__Problems to work on__
1. Answer these questions using the article about Carter Ace and self-isolation.
(a) For how long did Carter Ace go silent on social media?
(b) What did he send to everyone who had ever bought merch from him?
(c) How does Carter describe his own temperament in the second paragraph?
2. Write the next part of the article about Carter Ace and self-isolation, picking up after its final sentence.

__Given passage__
Is isolation the new connection?
“In a generation where communication is garbage, I chose to escape it,” Carter Ace admits during a small talk we had about his latest single “, Little Bit of Conversation”. His words shed light on an aspect often underrated yet very present in these times: self-isolation. Our artist is a clear instance of this. Going silent for over 6 months on social media and reconnecting to himself and what he loves to do has been essential for him and the development of his music. Even his return to social media wasn’t driven by desire, but necessity. “Strictly music promotion,” he says. “If I weren’t doing this music thing, you wouldn’t hear from me online at all. That’s why I sent postcards to everyone who ever bought merch from me, with a private Tumblr link for the album. I love finding creative ways to share my music, I just don’t like the addictive nature of socials.” And he’s ready to push this exploration further with Spade. As he puts it with a smile: “If you’re reading this article, then you’re a real one”.
Our rooms, once a symbol of prison and reclusion, today feel like fresh air, places where we can breathe again, heal, and create. Outside, instead, we are the generation of tables where people care more about their own stories than the conversation itself. We normalise ghosting. We convince ourselves we don’t owe anyone an explanation. But when those we care about do the same to us, we feel upset and misunderstood. As Carter notes, communication and trust tend to collapse, yet connection is still what we aim for. For him, this withdrawal wasn’t a dramatic rupture but something natural. “I’m naturally more introverted,” he explains.

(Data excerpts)
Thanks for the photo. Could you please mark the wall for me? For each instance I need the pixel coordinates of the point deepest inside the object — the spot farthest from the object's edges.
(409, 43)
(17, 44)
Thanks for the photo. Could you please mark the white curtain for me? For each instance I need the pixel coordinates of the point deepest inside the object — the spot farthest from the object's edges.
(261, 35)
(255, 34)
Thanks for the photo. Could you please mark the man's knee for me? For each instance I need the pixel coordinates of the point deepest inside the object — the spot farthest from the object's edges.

__Per-task answers__
1.
(a) He went silent for over 6 months.
(b) He sent them postcards with a private Tumblr link for the album.
(c) He says he is naturally more introverted.

2.
“The pandemic gave me a reason to isolate with more flexibility and freedom. Honestly, I’m very comfortable with being alone.” And, I feel it is something that not only resonates with Carter. I feel it’s more of a tendency of our times. But why does this happen? How have we come to prefer isolation rather than companionship? Maybe escapism, maybe egocentrism, or just a lack of control over what surrounds us. Or maybe, none of the 3. Probably it’s more of a mistrust of current relationships. Our artist, in fact, shed some light on a deeper trigger: relationships nature and their absence. “Not only romantic ones, but familial and platonic too,” he admits.
“It’s weird because Little Bit of Conversation was kind of a precursor to a breakup. I was still fully in a relationship when I wrote it. They even liked the song. But looking back, five years later, I realised what it meant.” Isolation, however, has reshaped his view of people. “I’m still reclusive, but I can accept it now. I learned what I do and don’t have the energy for, and how to accept that.” Carter connects this to the way his generation perceives communication. “Accountability almost doesn’t exist now, but everyone still expects to be connected at all times. People say ‘I don’t owe anyone anything,’ but then get upset if someone they’re talking to didn’t text them back within an hour, even though they’re online. Instead of trying to exist within it, I chose to escape it.” Maybe escapism, self-validation, and denial of the surroundings are just a consequence of what is going on lately.